[Stored data entries]
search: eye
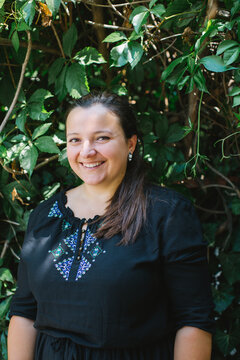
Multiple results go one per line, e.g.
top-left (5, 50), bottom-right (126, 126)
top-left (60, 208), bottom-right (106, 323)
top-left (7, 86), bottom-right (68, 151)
top-left (97, 136), bottom-right (110, 141)
top-left (68, 138), bottom-right (81, 143)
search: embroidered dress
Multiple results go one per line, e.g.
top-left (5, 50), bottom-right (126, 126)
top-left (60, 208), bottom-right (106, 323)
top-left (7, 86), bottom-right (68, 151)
top-left (10, 185), bottom-right (215, 360)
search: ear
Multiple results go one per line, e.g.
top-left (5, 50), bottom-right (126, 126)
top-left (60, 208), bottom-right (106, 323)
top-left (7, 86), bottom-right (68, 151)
top-left (128, 135), bottom-right (137, 153)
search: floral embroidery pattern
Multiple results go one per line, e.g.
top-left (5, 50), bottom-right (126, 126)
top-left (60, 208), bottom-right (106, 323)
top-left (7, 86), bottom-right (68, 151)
top-left (48, 201), bottom-right (106, 281)
top-left (63, 229), bottom-right (79, 252)
top-left (48, 201), bottom-right (63, 218)
top-left (75, 256), bottom-right (92, 281)
top-left (55, 256), bottom-right (74, 280)
top-left (48, 244), bottom-right (68, 262)
top-left (62, 219), bottom-right (71, 231)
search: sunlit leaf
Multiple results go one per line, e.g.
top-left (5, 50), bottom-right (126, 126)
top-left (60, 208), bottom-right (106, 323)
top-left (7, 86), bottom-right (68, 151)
top-left (65, 63), bottom-right (89, 99)
top-left (103, 31), bottom-right (127, 43)
top-left (34, 136), bottom-right (60, 154)
top-left (19, 144), bottom-right (38, 176)
top-left (74, 47), bottom-right (106, 65)
top-left (32, 123), bottom-right (52, 140)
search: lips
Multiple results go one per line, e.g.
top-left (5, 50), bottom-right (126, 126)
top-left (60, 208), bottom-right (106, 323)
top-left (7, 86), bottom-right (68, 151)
top-left (81, 161), bottom-right (105, 169)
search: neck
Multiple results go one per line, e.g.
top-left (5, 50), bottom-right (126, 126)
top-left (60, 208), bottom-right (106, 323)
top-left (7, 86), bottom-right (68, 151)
top-left (81, 183), bottom-right (118, 204)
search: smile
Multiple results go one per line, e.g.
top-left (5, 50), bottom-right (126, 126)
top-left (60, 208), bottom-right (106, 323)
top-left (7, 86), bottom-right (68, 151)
top-left (81, 162), bottom-right (105, 168)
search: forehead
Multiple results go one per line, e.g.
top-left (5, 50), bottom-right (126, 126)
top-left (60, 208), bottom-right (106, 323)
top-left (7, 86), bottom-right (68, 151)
top-left (67, 104), bottom-right (120, 129)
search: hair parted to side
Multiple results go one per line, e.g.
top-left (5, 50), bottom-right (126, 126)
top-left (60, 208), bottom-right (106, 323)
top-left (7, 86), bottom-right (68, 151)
top-left (67, 92), bottom-right (148, 245)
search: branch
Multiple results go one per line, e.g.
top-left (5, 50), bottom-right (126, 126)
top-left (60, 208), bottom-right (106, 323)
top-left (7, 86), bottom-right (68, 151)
top-left (80, 0), bottom-right (151, 7)
top-left (205, 161), bottom-right (240, 198)
top-left (0, 36), bottom-right (60, 55)
top-left (51, 23), bottom-right (65, 58)
top-left (34, 154), bottom-right (59, 170)
top-left (107, 0), bottom-right (128, 21)
top-left (0, 31), bottom-right (32, 133)
top-left (85, 20), bottom-right (154, 31)
top-left (85, 20), bottom-right (132, 31)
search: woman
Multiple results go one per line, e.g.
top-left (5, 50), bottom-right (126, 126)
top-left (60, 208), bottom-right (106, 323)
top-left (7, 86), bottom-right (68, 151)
top-left (8, 92), bottom-right (214, 359)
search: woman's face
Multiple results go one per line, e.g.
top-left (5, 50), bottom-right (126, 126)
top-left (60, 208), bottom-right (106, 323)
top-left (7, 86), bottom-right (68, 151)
top-left (66, 104), bottom-right (137, 191)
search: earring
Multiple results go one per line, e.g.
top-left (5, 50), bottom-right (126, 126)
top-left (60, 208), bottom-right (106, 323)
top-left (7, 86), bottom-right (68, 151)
top-left (128, 152), bottom-right (133, 162)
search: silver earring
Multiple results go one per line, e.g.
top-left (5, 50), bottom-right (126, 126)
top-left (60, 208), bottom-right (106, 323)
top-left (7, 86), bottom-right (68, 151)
top-left (128, 152), bottom-right (133, 162)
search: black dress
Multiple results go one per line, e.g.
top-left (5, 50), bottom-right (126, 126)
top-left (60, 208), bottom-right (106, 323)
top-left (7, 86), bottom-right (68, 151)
top-left (10, 185), bottom-right (214, 359)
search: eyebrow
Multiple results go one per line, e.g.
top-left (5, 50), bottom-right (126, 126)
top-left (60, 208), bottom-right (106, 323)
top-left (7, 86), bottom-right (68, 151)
top-left (67, 130), bottom-right (113, 137)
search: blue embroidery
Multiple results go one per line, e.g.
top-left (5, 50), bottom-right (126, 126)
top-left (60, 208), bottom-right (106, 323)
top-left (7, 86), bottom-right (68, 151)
top-left (48, 201), bottom-right (63, 218)
top-left (75, 256), bottom-right (92, 281)
top-left (62, 219), bottom-right (71, 231)
top-left (63, 229), bottom-right (78, 252)
top-left (83, 229), bottom-right (97, 252)
top-left (48, 244), bottom-right (67, 261)
top-left (55, 256), bottom-right (74, 281)
top-left (48, 207), bottom-right (106, 281)
top-left (90, 245), bottom-right (103, 258)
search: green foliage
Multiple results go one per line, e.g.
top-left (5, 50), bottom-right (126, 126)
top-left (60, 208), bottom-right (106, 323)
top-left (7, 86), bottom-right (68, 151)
top-left (0, 0), bottom-right (240, 359)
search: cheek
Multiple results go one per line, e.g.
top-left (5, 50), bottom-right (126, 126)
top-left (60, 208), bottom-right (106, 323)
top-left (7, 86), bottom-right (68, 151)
top-left (67, 146), bottom-right (78, 161)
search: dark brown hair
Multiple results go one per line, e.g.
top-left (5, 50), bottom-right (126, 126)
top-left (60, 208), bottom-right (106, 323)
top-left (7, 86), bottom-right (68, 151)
top-left (67, 92), bottom-right (148, 245)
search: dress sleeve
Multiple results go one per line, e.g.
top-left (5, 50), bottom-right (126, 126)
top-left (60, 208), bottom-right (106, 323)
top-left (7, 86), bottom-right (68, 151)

* TASK GOAL
Return each line above word for word. Skip the pictures.

* RESPONSE
search: eye
Multiple results go one per line, e.g.
top-left (5, 50), bottom-right (126, 126)
top-left (60, 208), bottom-right (106, 323)
top-left (7, 86), bottom-right (68, 151)
top-left (97, 136), bottom-right (110, 141)
top-left (68, 138), bottom-right (81, 143)
search: embroidered dress
Multiple results go one per line, e.g.
top-left (5, 50), bottom-right (126, 126)
top-left (60, 208), bottom-right (106, 323)
top-left (7, 86), bottom-right (68, 151)
top-left (10, 185), bottom-right (215, 360)
search: ear
Multiple results go one per line, e.g.
top-left (5, 50), bottom-right (126, 126)
top-left (60, 208), bottom-right (106, 323)
top-left (7, 86), bottom-right (68, 151)
top-left (128, 135), bottom-right (137, 153)
search: floral embroidery pattern
Multiple results go one per line, e.g.
top-left (5, 50), bottom-right (126, 126)
top-left (60, 208), bottom-right (106, 323)
top-left (7, 86), bottom-right (68, 151)
top-left (48, 201), bottom-right (106, 281)
top-left (63, 229), bottom-right (79, 252)
top-left (48, 201), bottom-right (63, 218)
top-left (75, 256), bottom-right (92, 281)
top-left (55, 256), bottom-right (74, 280)
top-left (48, 244), bottom-right (68, 262)
top-left (62, 219), bottom-right (71, 231)
search: sunlit leaf
Multiple results go one per line, e.g.
top-left (5, 50), bottom-right (126, 126)
top-left (60, 208), bottom-right (106, 323)
top-left (7, 86), bottom-right (68, 151)
top-left (65, 63), bottom-right (89, 99)
top-left (103, 31), bottom-right (127, 43)
top-left (34, 136), bottom-right (60, 154)
top-left (19, 144), bottom-right (38, 176)
top-left (74, 47), bottom-right (106, 65)
top-left (32, 123), bottom-right (52, 140)
search: lips
Multiple results go one per line, e.g.
top-left (5, 50), bottom-right (126, 126)
top-left (60, 208), bottom-right (106, 323)
top-left (7, 86), bottom-right (68, 151)
top-left (81, 161), bottom-right (105, 169)
search: neck
Multiple results go one per line, e.g.
top-left (5, 50), bottom-right (126, 126)
top-left (60, 208), bottom-right (106, 323)
top-left (7, 86), bottom-right (68, 151)
top-left (81, 183), bottom-right (118, 204)
search: smile
Multiple results go one per line, e.g.
top-left (5, 50), bottom-right (126, 126)
top-left (60, 208), bottom-right (106, 323)
top-left (7, 86), bottom-right (68, 151)
top-left (81, 162), bottom-right (105, 168)
search: forehead
Multiple results go one per line, e.g.
top-left (5, 50), bottom-right (126, 126)
top-left (60, 208), bottom-right (106, 323)
top-left (7, 86), bottom-right (68, 151)
top-left (67, 104), bottom-right (120, 129)
search: hair parted to side
Multiple results go one per line, e.g.
top-left (5, 50), bottom-right (126, 126)
top-left (60, 208), bottom-right (106, 323)
top-left (7, 86), bottom-right (68, 151)
top-left (67, 92), bottom-right (148, 245)
search: branch
Multiple results go one per line, e.g.
top-left (5, 50), bottom-right (126, 126)
top-left (60, 208), bottom-right (106, 323)
top-left (7, 86), bottom-right (68, 151)
top-left (80, 0), bottom-right (151, 7)
top-left (205, 161), bottom-right (240, 198)
top-left (0, 36), bottom-right (60, 55)
top-left (51, 23), bottom-right (65, 58)
top-left (34, 154), bottom-right (59, 170)
top-left (107, 0), bottom-right (128, 21)
top-left (0, 31), bottom-right (32, 133)
top-left (85, 20), bottom-right (154, 31)
top-left (85, 20), bottom-right (132, 31)
search: woman
Multiple results go one per line, e.g.
top-left (5, 50), bottom-right (126, 126)
top-left (60, 208), bottom-right (106, 323)
top-left (7, 86), bottom-right (68, 151)
top-left (8, 92), bottom-right (214, 359)
search: woman's face
Multiple results go one per line, e.g.
top-left (5, 50), bottom-right (126, 126)
top-left (60, 208), bottom-right (106, 323)
top-left (7, 86), bottom-right (68, 151)
top-left (66, 104), bottom-right (137, 191)
search: earring
Multiple results go one per line, e.g.
top-left (5, 50), bottom-right (126, 126)
top-left (60, 208), bottom-right (106, 323)
top-left (7, 86), bottom-right (68, 151)
top-left (128, 152), bottom-right (133, 162)
search: silver earring
Multiple results go one per line, e.g.
top-left (5, 50), bottom-right (126, 126)
top-left (60, 208), bottom-right (106, 323)
top-left (7, 86), bottom-right (68, 151)
top-left (128, 152), bottom-right (133, 162)
search: black dress
Multiple results go one per line, e.g.
top-left (5, 50), bottom-right (126, 126)
top-left (60, 208), bottom-right (106, 323)
top-left (7, 86), bottom-right (68, 151)
top-left (10, 185), bottom-right (214, 359)
search: eyebrow
Multiple results go one per line, e.g.
top-left (5, 50), bottom-right (126, 126)
top-left (60, 208), bottom-right (106, 323)
top-left (7, 86), bottom-right (68, 151)
top-left (67, 130), bottom-right (113, 137)
search: blue embroidery
Multiple results go one per line, e.g.
top-left (5, 50), bottom-right (126, 126)
top-left (60, 208), bottom-right (106, 323)
top-left (7, 86), bottom-right (68, 151)
top-left (48, 201), bottom-right (63, 218)
top-left (75, 256), bottom-right (92, 281)
top-left (62, 219), bottom-right (71, 231)
top-left (63, 229), bottom-right (78, 252)
top-left (83, 229), bottom-right (97, 252)
top-left (48, 244), bottom-right (67, 261)
top-left (55, 256), bottom-right (74, 281)
top-left (48, 207), bottom-right (106, 281)
top-left (90, 245), bottom-right (103, 258)
search: green foliage
Multiple results go one per line, e.g.
top-left (5, 50), bottom-right (126, 126)
top-left (60, 208), bottom-right (106, 323)
top-left (7, 86), bottom-right (68, 151)
top-left (0, 0), bottom-right (240, 359)
search: cheek
Multiple results go one per line, e.g.
top-left (5, 50), bottom-right (126, 126)
top-left (60, 208), bottom-right (106, 323)
top-left (7, 86), bottom-right (68, 151)
top-left (67, 146), bottom-right (78, 161)
search: dark brown hair
Multiple results go one per line, e.g.
top-left (5, 50), bottom-right (126, 126)
top-left (60, 208), bottom-right (106, 323)
top-left (7, 86), bottom-right (68, 151)
top-left (67, 92), bottom-right (148, 245)
search: dress sleeve
Multiple results go one per line, e.g.
top-left (5, 50), bottom-right (126, 126)
top-left (60, 208), bottom-right (106, 323)
top-left (7, 86), bottom-right (68, 151)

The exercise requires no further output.